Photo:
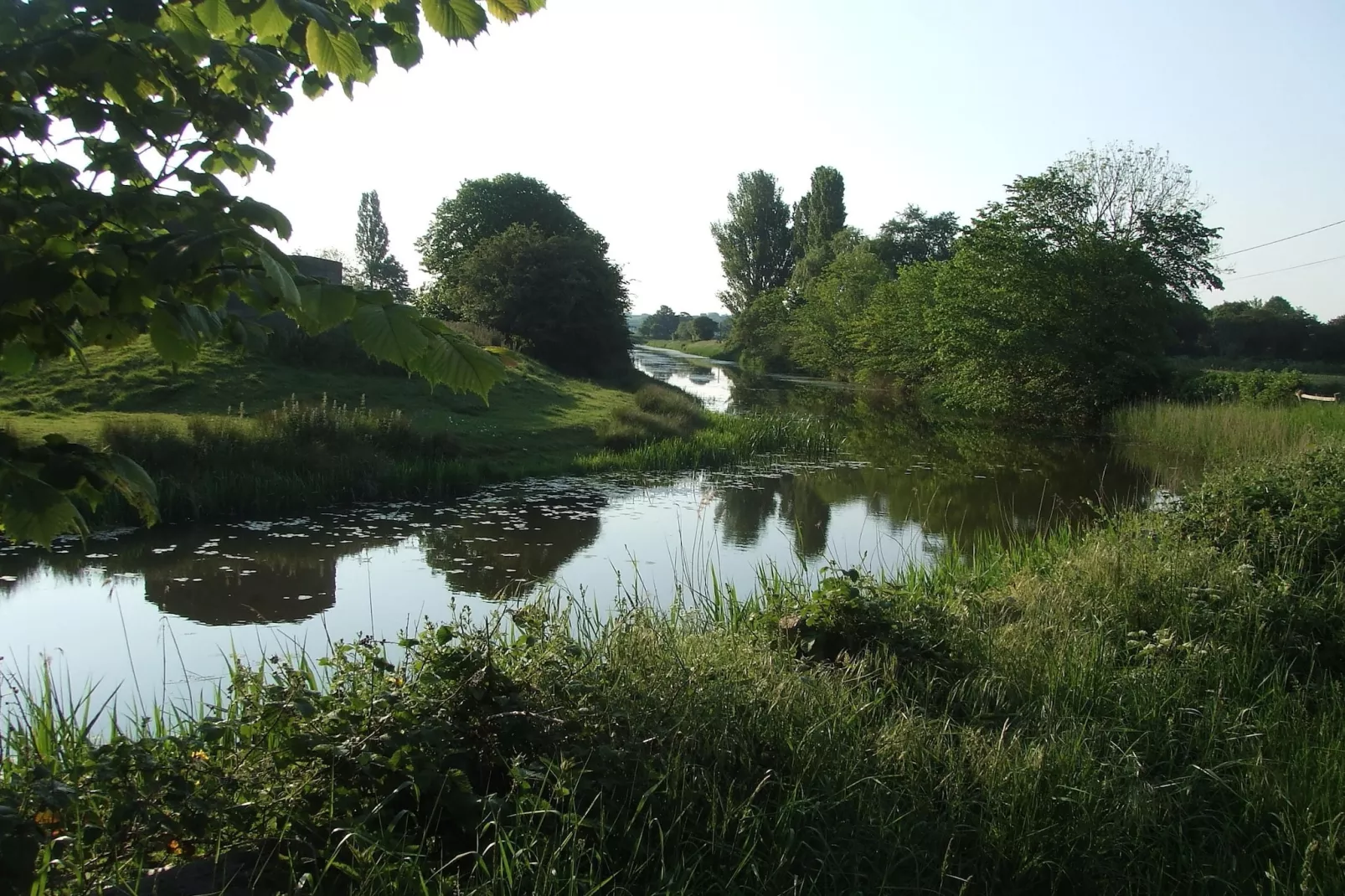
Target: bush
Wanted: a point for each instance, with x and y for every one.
(1258, 386)
(659, 412)
(1282, 514)
(852, 612)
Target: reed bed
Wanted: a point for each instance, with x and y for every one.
(1143, 708)
(1229, 432)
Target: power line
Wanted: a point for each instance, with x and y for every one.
(1281, 239)
(1321, 261)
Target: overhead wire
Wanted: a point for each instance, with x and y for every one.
(1334, 224)
(1320, 261)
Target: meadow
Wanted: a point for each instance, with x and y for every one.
(233, 435)
(1152, 705)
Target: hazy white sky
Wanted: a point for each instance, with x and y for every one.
(643, 113)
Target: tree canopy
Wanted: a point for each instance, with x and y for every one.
(120, 119)
(755, 241)
(556, 294)
(487, 208)
(377, 266)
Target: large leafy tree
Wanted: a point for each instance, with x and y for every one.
(559, 295)
(487, 208)
(818, 217)
(755, 241)
(1054, 310)
(119, 117)
(915, 237)
(377, 266)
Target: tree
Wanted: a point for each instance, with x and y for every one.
(818, 217)
(754, 241)
(1126, 194)
(827, 324)
(915, 237)
(1054, 310)
(661, 324)
(377, 268)
(487, 208)
(703, 327)
(120, 116)
(556, 294)
(761, 332)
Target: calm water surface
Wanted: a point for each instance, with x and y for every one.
(157, 612)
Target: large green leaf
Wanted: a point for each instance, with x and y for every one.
(271, 20)
(132, 483)
(455, 19)
(323, 306)
(284, 283)
(389, 332)
(217, 17)
(456, 363)
(31, 510)
(335, 53)
(170, 337)
(17, 357)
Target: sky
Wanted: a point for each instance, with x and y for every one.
(643, 113)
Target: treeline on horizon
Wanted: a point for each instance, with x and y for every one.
(1059, 303)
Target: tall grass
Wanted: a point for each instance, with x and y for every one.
(1229, 432)
(319, 454)
(1121, 711)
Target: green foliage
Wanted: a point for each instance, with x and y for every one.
(1271, 330)
(760, 332)
(658, 412)
(510, 255)
(661, 324)
(962, 727)
(915, 237)
(850, 612)
(1283, 514)
(818, 219)
(379, 268)
(755, 241)
(1038, 317)
(894, 338)
(826, 327)
(128, 229)
(1260, 386)
(487, 208)
(559, 296)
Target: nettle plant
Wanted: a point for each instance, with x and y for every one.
(116, 121)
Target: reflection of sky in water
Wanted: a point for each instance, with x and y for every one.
(706, 381)
(152, 610)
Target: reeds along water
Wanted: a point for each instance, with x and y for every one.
(1219, 432)
(1122, 709)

- _Prompt_
Using only the entries above, output the line with "Target: reed bed", the line with "Target: overhead wire", and all lines between them, exactly as they stand.

- _Result for this task_
Target: reed bed
Wanted: a point for each instance, with x and y for every one.
(1143, 708)
(1229, 432)
Target: power line
Wanted: a point for each instance, with x and y for every one.
(1281, 239)
(1321, 261)
Target: overhead wire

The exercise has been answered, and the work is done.